WORK TASK: Would you write out the entries below word for word, omitting the pictures?

§

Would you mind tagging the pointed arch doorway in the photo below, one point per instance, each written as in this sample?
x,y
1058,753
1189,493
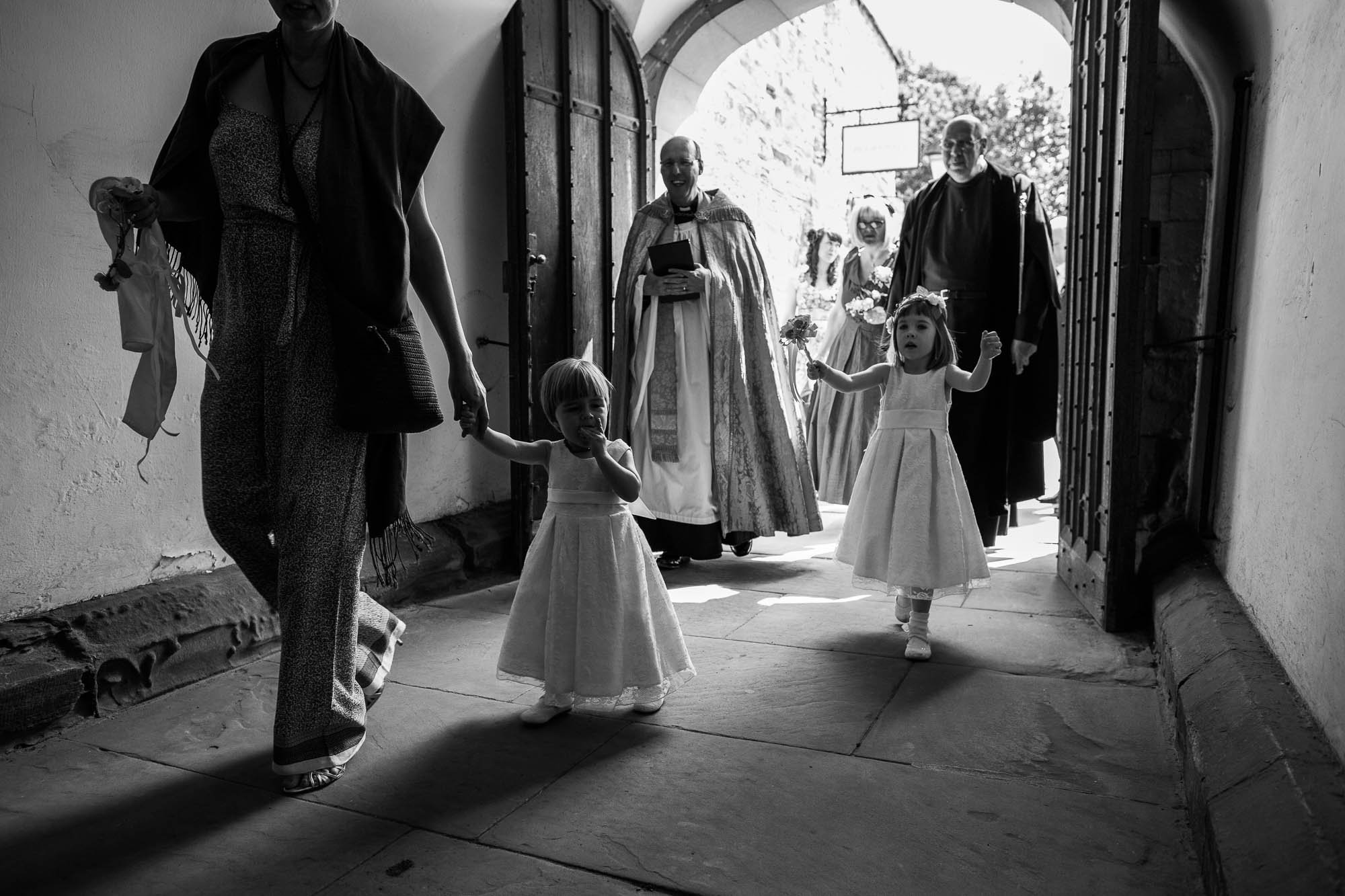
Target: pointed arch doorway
x,y
578,154
1110,147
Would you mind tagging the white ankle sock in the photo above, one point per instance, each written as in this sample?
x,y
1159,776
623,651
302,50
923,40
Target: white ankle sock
x,y
918,637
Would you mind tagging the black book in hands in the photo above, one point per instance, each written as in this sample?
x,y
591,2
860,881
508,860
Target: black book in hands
x,y
668,257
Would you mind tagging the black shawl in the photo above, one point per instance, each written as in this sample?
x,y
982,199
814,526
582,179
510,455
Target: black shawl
x,y
377,140
1036,388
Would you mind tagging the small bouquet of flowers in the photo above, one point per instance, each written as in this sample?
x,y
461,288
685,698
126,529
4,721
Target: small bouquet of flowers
x,y
797,331
871,306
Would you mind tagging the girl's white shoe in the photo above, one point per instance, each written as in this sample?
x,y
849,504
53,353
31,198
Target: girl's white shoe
x,y
541,713
918,647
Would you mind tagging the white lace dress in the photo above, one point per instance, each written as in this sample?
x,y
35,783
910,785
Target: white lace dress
x,y
910,524
592,620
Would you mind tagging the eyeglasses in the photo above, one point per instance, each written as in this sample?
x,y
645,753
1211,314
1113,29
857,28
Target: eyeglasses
x,y
961,146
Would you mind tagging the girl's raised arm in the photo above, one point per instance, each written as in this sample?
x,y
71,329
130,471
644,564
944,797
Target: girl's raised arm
x,y
977,380
497,443
875,376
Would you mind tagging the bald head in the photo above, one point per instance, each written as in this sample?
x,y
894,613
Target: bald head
x,y
681,167
964,145
966,124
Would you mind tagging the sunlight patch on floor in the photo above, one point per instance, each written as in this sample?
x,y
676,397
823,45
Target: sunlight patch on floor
x,y
804,553
1038,537
804,599
700,594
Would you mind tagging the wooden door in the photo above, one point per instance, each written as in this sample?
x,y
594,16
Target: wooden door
x,y
578,155
1109,202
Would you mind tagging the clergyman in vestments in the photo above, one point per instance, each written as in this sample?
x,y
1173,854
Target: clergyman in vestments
x,y
701,389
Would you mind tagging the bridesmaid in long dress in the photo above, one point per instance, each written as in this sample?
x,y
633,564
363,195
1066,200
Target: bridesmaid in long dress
x,y
814,294
840,424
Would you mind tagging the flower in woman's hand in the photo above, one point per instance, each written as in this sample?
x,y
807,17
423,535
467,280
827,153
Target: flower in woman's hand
x,y
797,331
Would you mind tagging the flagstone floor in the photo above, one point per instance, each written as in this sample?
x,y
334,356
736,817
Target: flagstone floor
x,y
808,756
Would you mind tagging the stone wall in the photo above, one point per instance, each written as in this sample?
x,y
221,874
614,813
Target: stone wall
x,y
762,126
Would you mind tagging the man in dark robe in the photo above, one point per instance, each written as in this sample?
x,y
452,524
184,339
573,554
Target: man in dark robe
x,y
981,233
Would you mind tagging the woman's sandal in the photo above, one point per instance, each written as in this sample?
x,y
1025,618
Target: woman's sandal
x,y
307,782
666,561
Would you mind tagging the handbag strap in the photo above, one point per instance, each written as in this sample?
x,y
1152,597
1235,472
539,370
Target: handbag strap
x,y
286,149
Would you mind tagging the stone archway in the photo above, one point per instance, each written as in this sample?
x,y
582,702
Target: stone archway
x,y
684,58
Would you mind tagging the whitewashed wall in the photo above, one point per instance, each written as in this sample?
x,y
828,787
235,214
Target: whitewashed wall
x,y
91,89
1282,471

§

ANSWER SPACE:
Would you mind tagging the pointed arch doorway in the photo below, one point per instance, each written as in this sample?
x,y
1058,753
1189,493
Target: pointed arch doorway
x,y
578,154
1110,147
Would you mind tagging the white ankle sock in the photo above, one point per instance, each written as in this sample?
x,y
1159,776
623,651
302,50
923,40
Target: white ankle sock
x,y
918,637
Would you mind tagging the black book in hands in the photo above, one point per instance, each written as in this sample?
x,y
591,2
860,881
508,860
Target: black book in hands
x,y
668,257
Would you mind tagging the black shawl in the photo above, one point per instance, each written as in this sample?
x,y
982,199
814,526
582,179
510,455
Target: black shawl
x,y
377,140
1036,388
Would you mind tagging the small bouquet of flowers in the photo above, one point per instance, each written as in this sample?
x,y
461,288
685,698
126,529
4,721
Target: small bouquet of flowers
x,y
797,331
871,306
Would you mind tagging the girl's white shoe in the photo above, one point per instance, each written as in this sample?
x,y
849,504
53,353
31,198
Target: girl's white shoe
x,y
541,713
918,647
Would you mind tagging the white lace dress in the photo above, one point per instance, each written as in this sample?
x,y
35,783
910,785
Target: white lace dress
x,y
910,524
592,620
Would you mind tagging the eyeglasses in the photo above, one point per instance, each written as in this sample?
x,y
645,753
1211,314
1113,29
857,28
Target: eyeglasses
x,y
961,146
Would you mind tagging the girl's raised arm in the photo above, one point per instance, each written as in this sample?
x,y
71,329
130,471
644,564
944,797
Target: girl's raised arm
x,y
977,380
497,443
875,376
Would you mind tagging the bald head in the photo above, one point per instance, each written as in this sample?
x,y
894,613
Target: bald head
x,y
681,167
964,145
966,124
Would you mind tagging the sunlight patch on floor in the photo above, one point per instance, each written as in this sample?
x,y
676,397
823,45
Target: sunlight patch on floor
x,y
804,553
1038,537
804,599
700,594
Would you mind tagging the wooden door in the photo above, one point per instance, each written as in this sample?
x,y
594,16
Target: wooden door
x,y
578,155
1109,202
Would you mind tagging the clergyman in vestments in the photo above, one point per instance, each written as in this sample?
x,y
1173,854
Target: clergyman in vestments
x,y
701,389
Would you mind tagging the bridesmaid in long dress in the photo above, one point per instance, each written as in this sample?
x,y
633,564
363,195
1066,200
Target: bridesmaid in long dress
x,y
814,294
840,424
Would you mind tagging the flower in woman's hand in the photo above, one point per instance, each written as in this sample?
x,y
807,17
423,535
467,280
827,153
Target: flower in woman's hand
x,y
797,331
Would you mind tagging the flagstone floor in the photo above, one point per instance, each written as in this sample?
x,y
334,356
736,817
Target: flagstone floor
x,y
808,756
Would you mind tagging the stone wall in the photo above, one point per instance, each written as in this sample?
x,y
221,874
614,813
Target: stone wall
x,y
762,126
Would you mind tagging the man in dark robe in the photo above, one point per instance, each written as in this sample?
x,y
452,524
184,339
573,554
Target: man in dark robe
x,y
981,233
Would you mind tagging the woman's sandal in the photo above, one point per instance, each written as in this sample?
x,y
1025,618
Target: woman's sandal
x,y
307,782
666,561
Would you mind tagging the handbag strap in the photo above, one point per instance, each written as in this sample?
x,y
1152,597
1235,472
539,370
Target: handbag strap
x,y
286,149
Would you mind tagging the stone archway in the photo above, one point per instance, each written as in this sample?
x,y
582,702
Target: stone archway
x,y
684,58
Would you mind tagging the whitewashed wall in the photo above, one point per instance, each written as in this sample?
x,y
828,787
235,214
Target: whitewashed wall
x,y
91,89
1282,471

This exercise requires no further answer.